- _Records for the task_
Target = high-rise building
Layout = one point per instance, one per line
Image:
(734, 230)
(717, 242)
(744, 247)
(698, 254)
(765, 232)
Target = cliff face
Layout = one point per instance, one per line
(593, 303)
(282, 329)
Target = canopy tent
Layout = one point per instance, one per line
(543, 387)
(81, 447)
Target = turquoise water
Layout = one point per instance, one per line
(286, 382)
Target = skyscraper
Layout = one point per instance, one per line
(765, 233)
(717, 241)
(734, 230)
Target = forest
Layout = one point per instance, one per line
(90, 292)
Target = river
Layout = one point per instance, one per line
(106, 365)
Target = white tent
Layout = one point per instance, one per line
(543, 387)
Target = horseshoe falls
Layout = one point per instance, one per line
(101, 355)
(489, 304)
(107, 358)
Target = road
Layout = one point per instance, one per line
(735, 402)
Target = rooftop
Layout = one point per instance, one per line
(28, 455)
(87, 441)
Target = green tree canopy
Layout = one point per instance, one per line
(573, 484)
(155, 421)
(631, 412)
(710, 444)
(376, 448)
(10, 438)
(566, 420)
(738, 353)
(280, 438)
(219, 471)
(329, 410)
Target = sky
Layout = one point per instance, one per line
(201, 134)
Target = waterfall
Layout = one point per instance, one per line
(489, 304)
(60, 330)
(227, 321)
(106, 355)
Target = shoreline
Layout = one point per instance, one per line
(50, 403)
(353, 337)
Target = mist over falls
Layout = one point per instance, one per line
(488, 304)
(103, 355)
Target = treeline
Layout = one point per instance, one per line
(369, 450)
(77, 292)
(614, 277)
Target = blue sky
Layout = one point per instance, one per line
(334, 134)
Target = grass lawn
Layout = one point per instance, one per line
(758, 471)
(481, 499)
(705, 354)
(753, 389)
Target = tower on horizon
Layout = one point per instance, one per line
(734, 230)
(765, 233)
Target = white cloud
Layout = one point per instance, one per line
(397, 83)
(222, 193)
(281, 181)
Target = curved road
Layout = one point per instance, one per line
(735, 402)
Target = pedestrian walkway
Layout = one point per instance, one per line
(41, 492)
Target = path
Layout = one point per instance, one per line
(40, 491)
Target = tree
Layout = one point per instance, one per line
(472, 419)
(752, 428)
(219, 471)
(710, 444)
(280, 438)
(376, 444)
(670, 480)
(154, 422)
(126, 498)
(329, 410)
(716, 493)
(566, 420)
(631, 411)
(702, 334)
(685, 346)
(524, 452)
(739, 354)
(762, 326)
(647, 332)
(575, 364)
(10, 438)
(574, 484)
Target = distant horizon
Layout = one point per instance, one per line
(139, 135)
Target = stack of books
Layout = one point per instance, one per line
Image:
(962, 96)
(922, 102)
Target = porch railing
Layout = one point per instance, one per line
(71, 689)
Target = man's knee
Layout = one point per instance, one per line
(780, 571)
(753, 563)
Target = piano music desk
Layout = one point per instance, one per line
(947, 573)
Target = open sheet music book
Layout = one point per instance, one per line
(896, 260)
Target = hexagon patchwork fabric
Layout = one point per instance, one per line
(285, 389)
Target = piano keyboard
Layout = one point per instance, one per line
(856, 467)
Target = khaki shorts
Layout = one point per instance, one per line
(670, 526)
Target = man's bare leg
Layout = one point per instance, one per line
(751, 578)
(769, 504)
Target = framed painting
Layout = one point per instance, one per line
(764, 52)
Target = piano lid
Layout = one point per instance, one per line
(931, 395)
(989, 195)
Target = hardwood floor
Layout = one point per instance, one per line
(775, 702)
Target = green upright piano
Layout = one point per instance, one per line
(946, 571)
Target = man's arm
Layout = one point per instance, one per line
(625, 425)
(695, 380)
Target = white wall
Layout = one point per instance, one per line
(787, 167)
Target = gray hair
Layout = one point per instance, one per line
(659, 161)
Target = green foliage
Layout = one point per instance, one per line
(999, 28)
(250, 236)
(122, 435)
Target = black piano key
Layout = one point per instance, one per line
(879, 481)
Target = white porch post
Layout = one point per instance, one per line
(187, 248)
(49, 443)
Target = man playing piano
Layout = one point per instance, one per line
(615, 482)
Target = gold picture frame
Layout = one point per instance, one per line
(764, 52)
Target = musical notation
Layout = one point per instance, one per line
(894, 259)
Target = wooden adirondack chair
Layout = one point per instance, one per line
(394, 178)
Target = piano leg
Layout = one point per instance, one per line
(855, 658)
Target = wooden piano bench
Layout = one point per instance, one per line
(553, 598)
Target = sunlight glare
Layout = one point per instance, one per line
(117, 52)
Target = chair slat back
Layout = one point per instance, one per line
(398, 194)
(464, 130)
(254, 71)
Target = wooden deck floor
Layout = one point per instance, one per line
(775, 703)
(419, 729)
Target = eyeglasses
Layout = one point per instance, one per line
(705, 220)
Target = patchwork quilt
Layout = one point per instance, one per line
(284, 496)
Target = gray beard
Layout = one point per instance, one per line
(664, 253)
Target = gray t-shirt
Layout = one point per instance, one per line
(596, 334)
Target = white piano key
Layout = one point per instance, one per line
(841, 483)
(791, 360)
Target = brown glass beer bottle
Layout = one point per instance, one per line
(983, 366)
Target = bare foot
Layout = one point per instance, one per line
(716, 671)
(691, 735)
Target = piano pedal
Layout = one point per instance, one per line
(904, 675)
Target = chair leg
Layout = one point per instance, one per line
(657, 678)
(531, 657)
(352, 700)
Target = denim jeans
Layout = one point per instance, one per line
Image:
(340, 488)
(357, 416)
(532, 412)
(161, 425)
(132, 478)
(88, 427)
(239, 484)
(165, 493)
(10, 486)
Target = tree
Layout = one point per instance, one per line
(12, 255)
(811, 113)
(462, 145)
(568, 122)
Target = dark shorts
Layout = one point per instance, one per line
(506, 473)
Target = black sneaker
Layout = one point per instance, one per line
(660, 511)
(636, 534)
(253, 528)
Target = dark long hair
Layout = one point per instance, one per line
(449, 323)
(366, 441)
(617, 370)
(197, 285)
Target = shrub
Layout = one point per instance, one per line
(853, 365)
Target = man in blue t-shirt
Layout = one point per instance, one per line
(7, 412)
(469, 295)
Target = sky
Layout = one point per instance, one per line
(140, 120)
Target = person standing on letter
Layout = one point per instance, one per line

- _Problem statement_
Repeat each entry word for word.

- _Answer to the problem_
Target = high-rise building
Layout = one point per instance, one per line
Image:
(734, 230)
(717, 242)
(744, 247)
(698, 254)
(765, 232)
Target = cliff face
Layout = one point per instance, one per line
(593, 303)
(282, 329)
Target = canopy tent
Layout = one point per instance, one per line
(543, 387)
(81, 447)
Target = turquoise water
Layout = one point per instance, one per line
(286, 382)
Target = skyscraper
Layout = one point per instance, one per line
(765, 233)
(717, 241)
(734, 230)
Target = forest
Layout = one point per instance, one per line
(90, 292)
Target = river
Layout = one point per instance, one per line
(106, 365)
Target = white tent
Layout = one point per instance, one per line
(543, 387)
Target = horseshoe falls
Layout = one point per instance, one per line
(101, 355)
(489, 304)
(107, 358)
Target = road
Layout = one point per instance, one per line
(735, 402)
Target = rooftop
Layout = one point per instance, one per line
(28, 455)
(87, 441)
Target = green tree canopy
Layout = one point per instance, one per line
(573, 484)
(155, 421)
(631, 412)
(710, 444)
(376, 448)
(10, 438)
(566, 420)
(738, 353)
(280, 438)
(219, 471)
(329, 410)
Target = sky
Layout = one point per instance, one per line
(201, 134)
Target = waterfall
Layout = one point per instance, one per line
(489, 304)
(60, 330)
(227, 321)
(106, 355)
Target = shoreline
Layout = one point per instance, one per line
(50, 403)
(353, 337)
Target = mist over falls
Layout = one point per instance, one per line
(488, 304)
(103, 355)
Target = treeline
Layout = one point per instance, one per line
(369, 450)
(77, 292)
(614, 277)
Target = blue sky
Layout = one point per instance, one per line
(334, 134)
Target = grass lawn
Layout = one point per instance, one per line
(758, 471)
(481, 499)
(705, 354)
(753, 389)
Target = tower on horizon
Layout = one point per instance, one per line
(734, 230)
(765, 233)
Target = white cloud
Layout = one point per instance, one per line
(397, 83)
(222, 193)
(281, 181)
Target = curved road
Layout = one point per instance, one per line
(735, 402)
Target = pedestrian walkway
Layout = one point per instance, one per line
(41, 492)
Target = path
Layout = one point per instance, one per line
(40, 491)
Target = tree
Layout = one point per instance, one per line
(472, 419)
(752, 428)
(219, 471)
(710, 444)
(280, 438)
(376, 444)
(670, 480)
(154, 422)
(126, 498)
(329, 410)
(716, 493)
(566, 420)
(631, 411)
(702, 334)
(685, 346)
(524, 452)
(739, 354)
(762, 326)
(647, 332)
(575, 364)
(10, 438)
(574, 484)
Target = distant horizon
Layout = one point per instance, one per line
(139, 135)
Target = stack of books
Layout = one point per instance, one per line
Image:
(962, 96)
(922, 102)
Target = porch railing
Layout = one point per instance, one per line
(71, 689)
Target = man's knee
Layout = one point per instance, one per line
(780, 571)
(753, 563)
Target = piano music desk
Layout = one point per instance, one per line
(947, 573)
Target = open sheet music book
Layout = one point per instance, one per line
(896, 260)
Target = hexagon patchwork fabric
Layout = one point per instance, one per line
(285, 389)
Target = piano keyboard
Layout = one point per instance, one per line
(856, 467)
Target = khaki shorts
Layout = one point per instance, one per line
(670, 526)
Target = man's bare leg
Layout = one point per instance, one per line
(751, 578)
(769, 504)
Target = framed painting
Layout = one point per instance, one per line
(764, 52)
Target = piano lid
Layout = one point per instance, one per line
(931, 395)
(989, 195)
Target = hardwood floor
Layout = one point per instance, one per line
(775, 702)
Target = green upright piano
Layout = one point per instance, one per line
(946, 571)
Target = man's arm
Layout = one point per instance, one per line
(625, 425)
(695, 380)
Target = white wall
Layout = one point per instance, one per line
(787, 167)
Target = gray hair
Layout = one point per instance, one per line
(659, 161)
Target = green foliage
Layout = one point per instance, one per line
(999, 28)
(250, 236)
(122, 435)
Target = black piano key
Layout = one point per instance, one per line
(879, 481)
Target = white porch post
Layout = one point per instance, one per line
(187, 248)
(49, 443)
Target = man playing piano
Layout = one point per instance, one per line
(615, 482)
Target = gold picture frame
Layout = one point per instance, one per line
(764, 52)
Target = musical notation
Layout = one point per instance, one per line
(894, 259)
Target = wooden adirondack chair
Layout = one point per instance, one per line
(394, 178)
Target = piano leg
Layout = one point per instance, one per line
(855, 658)
Target = wooden piano bench
Layout = one point per instance, one per line
(553, 598)
Target = sunlight glare
Layout = one point per instance, one per line
(117, 52)
Target = chair slat back
Layout = one point per instance, one per line
(398, 194)
(464, 130)
(254, 71)
Target = wooden deck floor
Layout = one point per instance, one per line
(775, 703)
(419, 729)
Target = eyeglasses
Layout = one point per instance, one per line
(705, 220)
Target = patchwork quilt
Layout = one point per instance, one per line
(284, 496)
Target = gray beard
Layout = one point per instance, one per line
(664, 253)
Target = gray t-shirt
Layout = one point per instance, one per line
(596, 334)
Target = white piano key
Layout = one point per instance, one per line
(841, 483)
(791, 360)
Target = brown glass beer bottle
Layout = one point per instance, one per line
(983, 366)
Target = bare foot
Layout = one point per instance, one per line
(716, 671)
(691, 735)
Target = piano pedal
Layout = one point per instance, one per line
(904, 675)
Target = chair leg
Layout = one point per instance, one per line
(657, 678)
(531, 657)
(352, 700)
Target = denim jeans
Layout = one point per instance, one per line
Image:
(340, 488)
(357, 416)
(532, 412)
(161, 425)
(132, 478)
(88, 427)
(239, 484)
(165, 493)
(10, 486)
Target = tree
Layout = one point per instance, one per line
(12, 255)
(811, 113)
(462, 145)
(568, 122)
Target = dark shorts
Layout = one point per instance, one per line
(506, 473)
Target = black sneaker
Layout = one point per instance, one per line
(660, 511)
(636, 534)
(253, 528)
Target = dark long hair
Layout = one point per instance, one per line
(449, 323)
(366, 441)
(617, 370)
(197, 285)
Target = shrub
Layout = one point per instance, one per line
(853, 365)
Target = man in blue t-shirt
Layout = one point per instance, one per line
(7, 412)
(469, 295)
Target = sky
Layout = one point per instance, one per line
(140, 120)
Target = person standing on letter
Layout = one point per instance, one per line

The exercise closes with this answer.